**DIRECTION:**
Copy the lines of the data below, unchanged, from the line containing "Task: identify the signing" through the last line of the data, both included.

Raw data:

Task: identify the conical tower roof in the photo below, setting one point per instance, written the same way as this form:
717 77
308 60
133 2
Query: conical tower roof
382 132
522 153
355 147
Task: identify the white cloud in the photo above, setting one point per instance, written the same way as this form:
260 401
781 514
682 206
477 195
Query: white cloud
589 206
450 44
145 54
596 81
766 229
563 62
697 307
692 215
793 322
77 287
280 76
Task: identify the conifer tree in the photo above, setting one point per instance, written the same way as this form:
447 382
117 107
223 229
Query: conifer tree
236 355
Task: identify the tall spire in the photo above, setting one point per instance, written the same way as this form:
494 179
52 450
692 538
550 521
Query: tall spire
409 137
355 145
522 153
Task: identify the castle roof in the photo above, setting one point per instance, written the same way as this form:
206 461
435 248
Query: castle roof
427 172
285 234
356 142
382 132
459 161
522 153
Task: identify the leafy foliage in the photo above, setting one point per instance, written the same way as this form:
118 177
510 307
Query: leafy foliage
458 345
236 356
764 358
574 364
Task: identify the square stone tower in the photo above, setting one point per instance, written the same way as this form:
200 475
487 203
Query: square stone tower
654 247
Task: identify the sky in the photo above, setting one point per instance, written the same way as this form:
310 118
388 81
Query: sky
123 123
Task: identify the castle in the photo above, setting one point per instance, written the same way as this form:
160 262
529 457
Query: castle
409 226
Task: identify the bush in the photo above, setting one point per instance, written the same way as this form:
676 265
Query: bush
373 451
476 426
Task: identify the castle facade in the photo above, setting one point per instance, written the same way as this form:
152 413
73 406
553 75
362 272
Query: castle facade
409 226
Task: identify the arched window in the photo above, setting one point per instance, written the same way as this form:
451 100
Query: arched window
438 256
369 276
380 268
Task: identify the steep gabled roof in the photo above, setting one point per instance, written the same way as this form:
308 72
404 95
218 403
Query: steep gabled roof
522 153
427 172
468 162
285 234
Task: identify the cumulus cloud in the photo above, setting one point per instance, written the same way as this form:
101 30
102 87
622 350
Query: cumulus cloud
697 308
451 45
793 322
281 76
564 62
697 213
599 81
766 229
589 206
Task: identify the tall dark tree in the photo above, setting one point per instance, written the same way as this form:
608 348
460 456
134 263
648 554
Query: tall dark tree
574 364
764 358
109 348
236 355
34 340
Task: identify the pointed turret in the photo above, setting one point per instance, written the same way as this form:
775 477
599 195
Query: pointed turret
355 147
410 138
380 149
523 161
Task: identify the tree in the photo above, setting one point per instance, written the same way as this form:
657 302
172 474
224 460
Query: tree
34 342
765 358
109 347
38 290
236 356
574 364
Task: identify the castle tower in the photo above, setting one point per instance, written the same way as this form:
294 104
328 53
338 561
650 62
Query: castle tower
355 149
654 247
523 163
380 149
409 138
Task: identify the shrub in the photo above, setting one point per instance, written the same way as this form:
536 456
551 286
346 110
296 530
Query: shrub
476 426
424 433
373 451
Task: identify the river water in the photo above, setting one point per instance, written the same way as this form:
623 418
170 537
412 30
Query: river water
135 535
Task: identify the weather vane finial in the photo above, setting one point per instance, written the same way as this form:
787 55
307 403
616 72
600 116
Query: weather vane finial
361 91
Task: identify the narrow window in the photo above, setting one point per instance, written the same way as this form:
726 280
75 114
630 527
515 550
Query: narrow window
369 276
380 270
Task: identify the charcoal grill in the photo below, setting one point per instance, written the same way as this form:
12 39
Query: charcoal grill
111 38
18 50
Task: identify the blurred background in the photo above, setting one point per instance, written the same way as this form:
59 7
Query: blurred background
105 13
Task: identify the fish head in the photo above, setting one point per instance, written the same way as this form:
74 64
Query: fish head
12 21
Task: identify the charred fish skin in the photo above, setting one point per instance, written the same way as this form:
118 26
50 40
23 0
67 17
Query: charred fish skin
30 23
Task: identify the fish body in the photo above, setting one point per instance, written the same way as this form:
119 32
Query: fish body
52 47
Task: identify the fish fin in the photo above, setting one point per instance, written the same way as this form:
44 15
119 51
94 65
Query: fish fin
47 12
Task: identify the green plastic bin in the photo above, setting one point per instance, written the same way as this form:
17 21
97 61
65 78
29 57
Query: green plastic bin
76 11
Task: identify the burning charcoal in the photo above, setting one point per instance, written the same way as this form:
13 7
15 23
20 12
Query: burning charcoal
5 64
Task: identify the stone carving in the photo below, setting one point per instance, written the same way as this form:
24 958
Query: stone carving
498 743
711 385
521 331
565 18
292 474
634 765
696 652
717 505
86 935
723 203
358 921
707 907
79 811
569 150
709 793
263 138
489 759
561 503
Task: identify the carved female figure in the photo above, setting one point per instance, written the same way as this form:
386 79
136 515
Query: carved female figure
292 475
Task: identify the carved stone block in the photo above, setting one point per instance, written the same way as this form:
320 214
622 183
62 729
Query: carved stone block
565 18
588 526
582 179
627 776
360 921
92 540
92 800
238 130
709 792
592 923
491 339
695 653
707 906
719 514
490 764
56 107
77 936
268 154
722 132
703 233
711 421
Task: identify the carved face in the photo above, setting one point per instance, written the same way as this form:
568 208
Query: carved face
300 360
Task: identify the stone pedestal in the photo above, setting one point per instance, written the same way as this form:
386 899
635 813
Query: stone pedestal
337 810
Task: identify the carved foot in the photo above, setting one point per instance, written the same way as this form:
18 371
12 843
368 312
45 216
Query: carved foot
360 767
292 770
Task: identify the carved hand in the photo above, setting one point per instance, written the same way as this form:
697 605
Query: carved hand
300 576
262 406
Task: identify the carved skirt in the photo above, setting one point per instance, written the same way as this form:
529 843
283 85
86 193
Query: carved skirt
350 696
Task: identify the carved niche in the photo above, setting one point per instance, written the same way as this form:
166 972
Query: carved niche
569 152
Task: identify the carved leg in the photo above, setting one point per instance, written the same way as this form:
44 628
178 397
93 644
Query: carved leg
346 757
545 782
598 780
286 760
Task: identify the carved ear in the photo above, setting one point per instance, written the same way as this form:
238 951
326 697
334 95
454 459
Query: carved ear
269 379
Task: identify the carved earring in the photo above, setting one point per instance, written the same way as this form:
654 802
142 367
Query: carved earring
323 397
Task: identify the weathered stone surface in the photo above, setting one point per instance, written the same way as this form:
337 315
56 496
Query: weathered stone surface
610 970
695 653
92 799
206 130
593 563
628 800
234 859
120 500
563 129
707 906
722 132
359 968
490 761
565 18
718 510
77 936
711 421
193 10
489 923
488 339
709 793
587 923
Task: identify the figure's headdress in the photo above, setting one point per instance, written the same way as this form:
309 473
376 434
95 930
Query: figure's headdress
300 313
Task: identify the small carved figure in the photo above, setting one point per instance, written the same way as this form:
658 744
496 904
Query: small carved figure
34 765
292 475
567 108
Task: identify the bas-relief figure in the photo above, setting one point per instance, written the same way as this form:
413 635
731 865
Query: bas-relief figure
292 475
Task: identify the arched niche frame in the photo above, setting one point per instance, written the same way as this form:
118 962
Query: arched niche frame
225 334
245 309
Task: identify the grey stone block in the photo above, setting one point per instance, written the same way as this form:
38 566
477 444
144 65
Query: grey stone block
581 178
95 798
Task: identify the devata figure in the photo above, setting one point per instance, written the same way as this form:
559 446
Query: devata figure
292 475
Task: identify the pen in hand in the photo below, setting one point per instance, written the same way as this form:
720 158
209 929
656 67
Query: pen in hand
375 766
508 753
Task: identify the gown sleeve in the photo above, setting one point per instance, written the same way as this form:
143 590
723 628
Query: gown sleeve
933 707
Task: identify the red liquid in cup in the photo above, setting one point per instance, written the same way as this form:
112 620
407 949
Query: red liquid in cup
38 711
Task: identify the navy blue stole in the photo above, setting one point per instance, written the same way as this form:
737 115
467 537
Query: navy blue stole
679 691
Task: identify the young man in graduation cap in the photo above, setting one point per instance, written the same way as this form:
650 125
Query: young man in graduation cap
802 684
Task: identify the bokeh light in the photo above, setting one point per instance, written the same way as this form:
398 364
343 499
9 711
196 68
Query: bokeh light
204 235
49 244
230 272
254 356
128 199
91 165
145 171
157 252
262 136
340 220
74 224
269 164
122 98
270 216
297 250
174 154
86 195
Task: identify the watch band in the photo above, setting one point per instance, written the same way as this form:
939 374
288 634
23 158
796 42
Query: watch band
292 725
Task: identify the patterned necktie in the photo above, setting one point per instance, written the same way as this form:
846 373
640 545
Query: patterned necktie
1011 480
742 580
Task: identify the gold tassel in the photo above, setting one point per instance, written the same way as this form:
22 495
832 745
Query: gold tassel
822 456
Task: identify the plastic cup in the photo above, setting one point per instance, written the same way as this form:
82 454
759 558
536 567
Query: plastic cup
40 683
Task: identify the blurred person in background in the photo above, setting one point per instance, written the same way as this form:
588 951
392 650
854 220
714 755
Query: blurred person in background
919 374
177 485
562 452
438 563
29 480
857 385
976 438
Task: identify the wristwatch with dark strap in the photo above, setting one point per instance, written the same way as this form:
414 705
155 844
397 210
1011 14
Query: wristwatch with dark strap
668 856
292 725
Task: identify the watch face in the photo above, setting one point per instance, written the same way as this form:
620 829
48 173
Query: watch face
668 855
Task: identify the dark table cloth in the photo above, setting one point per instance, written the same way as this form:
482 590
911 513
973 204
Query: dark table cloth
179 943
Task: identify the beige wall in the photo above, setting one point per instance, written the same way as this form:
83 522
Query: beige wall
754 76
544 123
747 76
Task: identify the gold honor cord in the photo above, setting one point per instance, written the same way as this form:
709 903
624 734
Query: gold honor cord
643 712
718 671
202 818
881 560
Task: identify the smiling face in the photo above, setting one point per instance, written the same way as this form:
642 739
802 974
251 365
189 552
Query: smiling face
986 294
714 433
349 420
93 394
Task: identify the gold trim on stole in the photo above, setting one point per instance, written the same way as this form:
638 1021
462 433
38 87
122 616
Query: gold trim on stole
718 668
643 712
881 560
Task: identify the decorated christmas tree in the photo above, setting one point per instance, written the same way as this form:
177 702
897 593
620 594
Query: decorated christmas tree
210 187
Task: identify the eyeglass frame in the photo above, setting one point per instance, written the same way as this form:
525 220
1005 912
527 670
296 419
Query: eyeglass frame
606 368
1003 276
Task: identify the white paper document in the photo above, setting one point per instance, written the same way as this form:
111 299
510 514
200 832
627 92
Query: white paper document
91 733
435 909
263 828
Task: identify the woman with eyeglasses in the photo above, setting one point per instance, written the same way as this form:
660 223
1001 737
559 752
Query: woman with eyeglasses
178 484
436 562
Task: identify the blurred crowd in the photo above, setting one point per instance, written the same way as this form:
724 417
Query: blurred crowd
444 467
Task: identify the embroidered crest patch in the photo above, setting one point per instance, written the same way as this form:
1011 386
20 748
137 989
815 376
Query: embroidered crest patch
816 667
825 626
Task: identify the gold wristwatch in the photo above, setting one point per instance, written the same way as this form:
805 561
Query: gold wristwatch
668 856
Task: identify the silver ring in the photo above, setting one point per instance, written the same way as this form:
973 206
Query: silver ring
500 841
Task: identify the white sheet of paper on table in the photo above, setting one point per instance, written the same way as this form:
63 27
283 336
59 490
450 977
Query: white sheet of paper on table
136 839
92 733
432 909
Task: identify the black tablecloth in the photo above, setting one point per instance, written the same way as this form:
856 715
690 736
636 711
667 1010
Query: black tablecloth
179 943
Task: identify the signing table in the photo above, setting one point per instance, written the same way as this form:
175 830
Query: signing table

**COMPLETE RESPONSE:**
Task: identify the signing table in the photo above, setting one point per instance, written the same way as this form:
175 830
Query: signing table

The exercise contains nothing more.